## What to work on
Below are the records; copy each line in which "formatted" occurs.

§

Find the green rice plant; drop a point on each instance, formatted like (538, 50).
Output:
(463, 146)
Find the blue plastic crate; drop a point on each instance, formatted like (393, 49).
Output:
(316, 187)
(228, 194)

§

## Response
Find the green rice plant; drop a point on each instance, formatted like (538, 50).
Find the blue plastic crate; drop a point on each instance, formatted like (393, 49).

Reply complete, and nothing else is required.